I used to write a lot of think pieces – in fact, I used to hold a weekly column in which I wrote about a wide variety of topics, most of them to do with current events, politics and social issues. It was a good fit for me, as a writer who is heavily invested in making the world a better place – and it didn’t hurt that I’m opinionated as all get out.
I got away from think pieces after a while, though, for one because the internet is saturated with them to the point that they have become parody, but also because I was exhausted. Just so very tired of having to pull out the energy to write about some very dark times, dark places and dark themes. Situations in which there often are no resolutions. Things that hurt, that bite back. After a while I just had to stop for my own sanity.
I began writing more fiction and less essays. But I am who I am, and the me started to creep in through my fiction, too. Before I knew it I had written an entire novel about a victim of domestic violence. Then I wrote a sequel. I can’t take a break from it, because it is woven into who I am.
When the story broke about Amber Heard and Johnny Depp last week, I went through a variety of emotions. First disappointment, because Depp has long been a favorite actor of mine; second anger at the way the headlines none-too-subtly shaded or outright accused Heard of being a liar, a golddigger, a wanton temptress; and lastly, resigned sadness at the fact that even the people who seemed to believe Heard still wanted to attack her. As if her being an unlikeable person somehow negates the violence, or makes her deserving of it (she seems perfectly likeable to me). People want to love Johnny Depp so badly that it’s easier for them to justify abuse they actually believe took place, than to sympathize with his alleged victim. Like, apparently it isn’t possible to love What’s Eating Gilbert Grape and also believe Amber Heard. Look, guys, this has been going on a long time. I love the music of John Lennon and Jim Morrison; I love the writing of F. Scott Fitzgerald. I enjoy the art these men produced while also recognizing that they abused the women in their lives. This is important: We can appreciate the contributions they make while still holding them accountable.

* **WHAT YOU WILL DO**
(a) Please copy everything in the essay from "I got away from" down to "my own sanity.".
(b) Answer these questions about the essay:
(i) What did the writer used to hold, writing in it about current events, politics and social issues?
(ii) What is the novel the writer wrote about?
(iii) Whose music does the writer say they love?
(c) Rewrite the essay's paragraph beginning "I got away from think pieces" in a shorter form that keeps its main facts.

* **RECORDED INFORMATION**
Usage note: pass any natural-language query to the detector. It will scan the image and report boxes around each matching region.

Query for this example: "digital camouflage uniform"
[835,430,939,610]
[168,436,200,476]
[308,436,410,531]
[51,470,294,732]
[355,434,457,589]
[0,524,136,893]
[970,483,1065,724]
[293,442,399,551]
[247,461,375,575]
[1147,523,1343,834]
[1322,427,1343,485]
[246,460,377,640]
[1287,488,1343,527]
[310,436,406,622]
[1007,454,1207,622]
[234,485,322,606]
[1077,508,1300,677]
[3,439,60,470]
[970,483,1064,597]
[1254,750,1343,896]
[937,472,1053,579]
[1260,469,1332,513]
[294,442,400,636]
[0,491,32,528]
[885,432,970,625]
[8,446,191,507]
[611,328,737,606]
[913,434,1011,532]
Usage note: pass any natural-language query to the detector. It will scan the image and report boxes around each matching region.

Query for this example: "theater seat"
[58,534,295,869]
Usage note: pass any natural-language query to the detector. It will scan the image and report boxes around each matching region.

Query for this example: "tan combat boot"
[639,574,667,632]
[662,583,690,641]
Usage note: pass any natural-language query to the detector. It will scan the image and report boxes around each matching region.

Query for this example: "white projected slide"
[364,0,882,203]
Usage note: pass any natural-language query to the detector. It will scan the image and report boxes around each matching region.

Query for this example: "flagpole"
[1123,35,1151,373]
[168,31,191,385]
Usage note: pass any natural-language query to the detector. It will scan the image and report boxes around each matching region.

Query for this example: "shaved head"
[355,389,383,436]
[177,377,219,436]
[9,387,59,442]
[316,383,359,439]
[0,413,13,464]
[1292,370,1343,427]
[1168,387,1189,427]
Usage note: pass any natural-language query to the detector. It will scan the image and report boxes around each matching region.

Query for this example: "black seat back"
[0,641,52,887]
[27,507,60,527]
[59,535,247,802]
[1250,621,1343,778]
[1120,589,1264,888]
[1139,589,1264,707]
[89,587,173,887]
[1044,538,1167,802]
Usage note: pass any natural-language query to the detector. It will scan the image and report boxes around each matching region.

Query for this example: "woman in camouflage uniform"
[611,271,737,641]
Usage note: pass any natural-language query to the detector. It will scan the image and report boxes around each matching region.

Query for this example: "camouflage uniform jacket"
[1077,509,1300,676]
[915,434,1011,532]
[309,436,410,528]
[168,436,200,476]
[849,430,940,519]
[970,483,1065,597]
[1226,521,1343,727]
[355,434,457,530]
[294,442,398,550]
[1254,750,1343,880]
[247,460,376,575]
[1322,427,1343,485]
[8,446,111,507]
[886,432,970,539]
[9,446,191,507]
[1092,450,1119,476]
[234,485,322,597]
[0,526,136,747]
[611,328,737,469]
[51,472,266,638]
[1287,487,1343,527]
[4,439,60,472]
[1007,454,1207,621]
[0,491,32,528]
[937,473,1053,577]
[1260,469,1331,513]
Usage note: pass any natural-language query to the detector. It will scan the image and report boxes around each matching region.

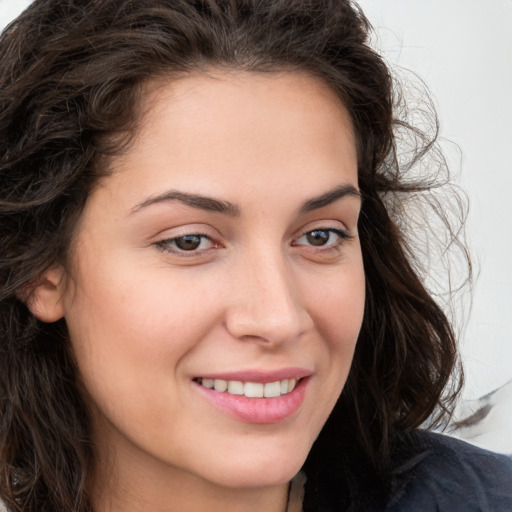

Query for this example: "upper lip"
[196,368,312,383]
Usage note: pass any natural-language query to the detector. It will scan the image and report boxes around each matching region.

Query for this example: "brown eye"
[174,235,203,251]
[155,233,216,256]
[306,229,331,247]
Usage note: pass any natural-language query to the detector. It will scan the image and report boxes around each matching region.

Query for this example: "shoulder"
[387,431,512,512]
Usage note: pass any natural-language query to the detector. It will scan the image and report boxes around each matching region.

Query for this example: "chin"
[198,440,309,488]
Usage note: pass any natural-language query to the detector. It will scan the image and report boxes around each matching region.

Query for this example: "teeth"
[213,379,228,392]
[263,381,281,398]
[228,380,244,395]
[197,379,297,398]
[244,382,264,398]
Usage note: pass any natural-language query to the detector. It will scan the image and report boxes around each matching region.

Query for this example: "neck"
[91,444,289,512]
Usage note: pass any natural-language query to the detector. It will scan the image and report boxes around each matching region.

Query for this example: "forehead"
[98,71,357,212]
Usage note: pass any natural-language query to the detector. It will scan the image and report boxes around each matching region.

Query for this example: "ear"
[19,265,66,323]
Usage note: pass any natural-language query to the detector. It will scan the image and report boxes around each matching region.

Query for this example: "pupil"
[307,230,329,246]
[175,235,201,251]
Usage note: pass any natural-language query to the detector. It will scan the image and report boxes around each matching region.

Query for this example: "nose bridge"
[227,243,310,344]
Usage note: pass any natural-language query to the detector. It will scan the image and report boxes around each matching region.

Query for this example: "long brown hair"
[0,0,465,512]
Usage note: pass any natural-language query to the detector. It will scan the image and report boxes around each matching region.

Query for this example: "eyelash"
[155,228,353,257]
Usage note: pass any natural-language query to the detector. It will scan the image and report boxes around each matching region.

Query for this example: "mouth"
[194,377,302,398]
[192,369,312,424]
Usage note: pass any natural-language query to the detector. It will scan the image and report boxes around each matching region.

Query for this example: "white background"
[0,0,512,448]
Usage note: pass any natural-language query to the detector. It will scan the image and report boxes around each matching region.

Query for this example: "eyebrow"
[299,184,361,213]
[130,184,361,217]
[131,190,240,217]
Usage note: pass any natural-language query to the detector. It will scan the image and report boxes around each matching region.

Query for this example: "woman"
[0,0,512,512]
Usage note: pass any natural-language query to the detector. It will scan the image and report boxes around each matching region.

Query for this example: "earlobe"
[19,265,66,323]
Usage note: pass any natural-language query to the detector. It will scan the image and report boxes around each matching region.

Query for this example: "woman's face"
[62,72,364,488]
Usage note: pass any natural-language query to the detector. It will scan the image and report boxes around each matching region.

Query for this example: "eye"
[156,233,216,254]
[293,228,351,248]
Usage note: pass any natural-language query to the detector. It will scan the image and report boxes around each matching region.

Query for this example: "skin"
[31,71,365,512]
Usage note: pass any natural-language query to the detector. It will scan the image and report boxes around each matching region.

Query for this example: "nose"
[225,252,313,347]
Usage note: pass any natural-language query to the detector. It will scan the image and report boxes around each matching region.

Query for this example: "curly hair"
[0,0,465,512]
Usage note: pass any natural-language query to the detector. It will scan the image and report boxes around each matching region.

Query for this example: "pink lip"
[192,368,311,424]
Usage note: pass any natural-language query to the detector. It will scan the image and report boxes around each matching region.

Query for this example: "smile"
[194,377,297,398]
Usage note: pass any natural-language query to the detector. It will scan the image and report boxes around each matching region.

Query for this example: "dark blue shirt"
[385,431,512,512]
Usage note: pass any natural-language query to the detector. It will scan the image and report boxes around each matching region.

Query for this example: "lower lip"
[192,377,309,424]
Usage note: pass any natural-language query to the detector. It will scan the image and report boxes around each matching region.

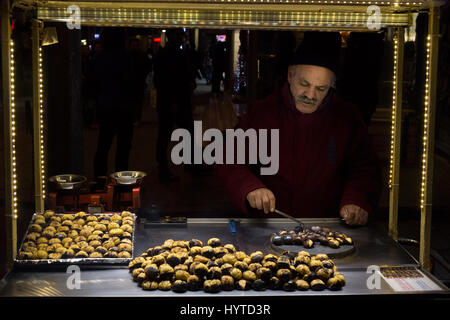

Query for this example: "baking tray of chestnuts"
[128,238,346,293]
[14,210,136,267]
[270,226,355,258]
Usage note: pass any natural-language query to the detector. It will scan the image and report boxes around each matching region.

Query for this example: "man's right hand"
[247,188,275,213]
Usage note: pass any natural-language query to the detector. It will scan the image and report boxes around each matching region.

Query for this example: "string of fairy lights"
[389,35,401,189]
[420,35,431,209]
[9,40,17,220]
[38,47,45,200]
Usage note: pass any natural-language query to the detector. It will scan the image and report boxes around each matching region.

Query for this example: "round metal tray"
[109,171,147,185]
[48,173,87,190]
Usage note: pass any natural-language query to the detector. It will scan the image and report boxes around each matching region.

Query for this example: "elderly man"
[217,32,381,225]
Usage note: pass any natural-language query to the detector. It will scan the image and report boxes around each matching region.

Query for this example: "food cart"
[0,0,449,310]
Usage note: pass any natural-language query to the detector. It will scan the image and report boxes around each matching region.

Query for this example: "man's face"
[288,64,335,113]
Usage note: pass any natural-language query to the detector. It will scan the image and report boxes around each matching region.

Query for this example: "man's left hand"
[339,204,369,226]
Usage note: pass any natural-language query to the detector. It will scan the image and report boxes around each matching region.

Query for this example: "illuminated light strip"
[38,47,45,200]
[9,40,18,220]
[420,35,431,209]
[389,35,401,189]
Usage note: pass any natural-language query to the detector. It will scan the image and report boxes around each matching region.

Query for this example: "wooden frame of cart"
[1,0,442,270]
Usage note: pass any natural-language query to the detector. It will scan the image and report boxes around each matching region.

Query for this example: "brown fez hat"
[290,31,341,74]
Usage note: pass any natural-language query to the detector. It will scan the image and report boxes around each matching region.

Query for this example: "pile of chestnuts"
[17,210,134,260]
[272,226,353,249]
[128,238,345,293]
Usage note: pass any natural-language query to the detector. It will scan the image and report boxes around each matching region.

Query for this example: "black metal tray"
[14,212,136,269]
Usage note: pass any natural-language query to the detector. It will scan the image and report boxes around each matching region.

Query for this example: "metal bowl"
[48,173,87,190]
[110,171,147,185]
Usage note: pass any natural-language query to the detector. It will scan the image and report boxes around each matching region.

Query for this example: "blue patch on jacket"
[328,139,337,164]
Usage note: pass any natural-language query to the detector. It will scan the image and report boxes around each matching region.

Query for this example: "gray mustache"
[295,96,317,105]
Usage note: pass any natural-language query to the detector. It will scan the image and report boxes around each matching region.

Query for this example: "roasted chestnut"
[221,276,234,291]
[208,238,222,248]
[166,253,181,267]
[309,259,323,271]
[295,279,309,291]
[303,272,317,283]
[191,262,208,279]
[248,263,262,272]
[189,246,202,257]
[242,270,256,282]
[222,253,237,265]
[263,261,277,272]
[214,247,228,258]
[328,239,341,249]
[175,270,190,281]
[159,263,174,280]
[267,277,281,290]
[144,264,159,280]
[294,255,311,266]
[281,234,294,245]
[142,281,158,290]
[277,256,291,269]
[158,280,172,291]
[250,251,264,263]
[303,239,314,248]
[172,280,187,293]
[207,267,222,279]
[187,275,202,291]
[310,279,326,291]
[201,246,214,259]
[316,268,333,282]
[229,267,242,280]
[233,261,248,272]
[220,263,233,275]
[223,243,236,253]
[189,239,203,248]
[203,279,222,293]
[295,264,311,277]
[234,251,249,261]
[327,277,342,290]
[272,235,283,246]
[282,280,297,291]
[235,279,252,291]
[276,269,291,282]
[252,279,266,291]
[256,262,274,281]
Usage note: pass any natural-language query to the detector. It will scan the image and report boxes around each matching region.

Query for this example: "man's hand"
[247,188,275,213]
[340,204,369,226]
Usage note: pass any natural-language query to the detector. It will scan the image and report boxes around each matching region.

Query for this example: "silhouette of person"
[128,38,151,120]
[211,36,226,93]
[93,28,138,178]
[153,29,196,182]
[337,32,384,125]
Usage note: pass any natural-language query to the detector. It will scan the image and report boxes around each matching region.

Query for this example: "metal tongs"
[275,209,306,230]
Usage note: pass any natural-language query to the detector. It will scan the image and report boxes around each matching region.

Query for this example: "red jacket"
[216,84,381,217]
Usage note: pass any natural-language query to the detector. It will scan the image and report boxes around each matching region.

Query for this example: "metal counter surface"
[0,219,448,298]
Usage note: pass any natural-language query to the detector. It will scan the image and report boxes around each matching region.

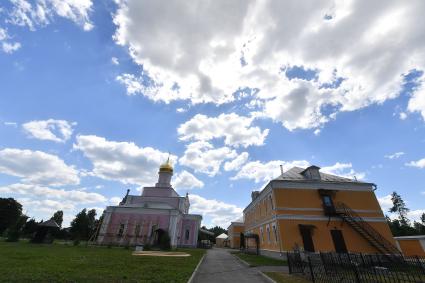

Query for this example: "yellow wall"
[244,188,395,253]
[227,223,245,249]
[396,239,425,256]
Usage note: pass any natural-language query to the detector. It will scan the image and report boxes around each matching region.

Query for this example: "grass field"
[232,252,288,266]
[0,242,205,282]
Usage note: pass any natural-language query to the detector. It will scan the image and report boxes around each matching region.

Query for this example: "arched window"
[184,228,190,241]
[117,224,125,237]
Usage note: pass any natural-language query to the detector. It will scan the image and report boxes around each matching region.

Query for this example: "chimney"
[251,191,260,201]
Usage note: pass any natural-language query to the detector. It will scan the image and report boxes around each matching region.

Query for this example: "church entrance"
[153,228,165,246]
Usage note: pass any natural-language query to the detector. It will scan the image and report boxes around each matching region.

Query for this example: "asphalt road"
[192,248,268,283]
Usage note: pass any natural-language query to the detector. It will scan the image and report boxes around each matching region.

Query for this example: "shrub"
[159,231,171,251]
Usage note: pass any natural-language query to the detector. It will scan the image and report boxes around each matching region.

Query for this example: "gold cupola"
[159,157,173,173]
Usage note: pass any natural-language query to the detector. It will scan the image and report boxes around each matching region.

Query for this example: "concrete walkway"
[192,248,269,283]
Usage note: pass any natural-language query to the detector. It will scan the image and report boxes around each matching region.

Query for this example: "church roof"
[273,166,367,184]
[215,233,228,239]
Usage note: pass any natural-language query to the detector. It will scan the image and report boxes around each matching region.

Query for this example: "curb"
[258,271,277,283]
[231,254,252,267]
[187,253,207,283]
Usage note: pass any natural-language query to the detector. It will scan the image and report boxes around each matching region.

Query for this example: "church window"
[184,228,190,241]
[118,224,125,237]
[267,225,270,243]
[269,195,274,210]
[134,224,140,237]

* **SOLUTIONS TO THE PROBLEMS**
(a)
I got away from think pieces after a while, though, for one because the internet is saturated with them to the point that they have become parody, but also because I was exhausted. Just so very tired of having to pull out the energy to write about some very dark times, dark places and dark themes. Situations in which there often are no resolutions. Things that hurt, that bite back. After a while I just had to stop for my own sanity.

(b)
(i) A weekly column.
(ii) A victim of domestic violence.
(iii) The music of John Lennon and Jim Morrison.

(c) I stopped writing think pieces after a while. One reason was that the internet is so saturated with them that they have become parody. The other was exhaustion from finding the energy to write about dark times, places and themes, which often have no resolution and bite back. Eventually I had to stop for my own sanity.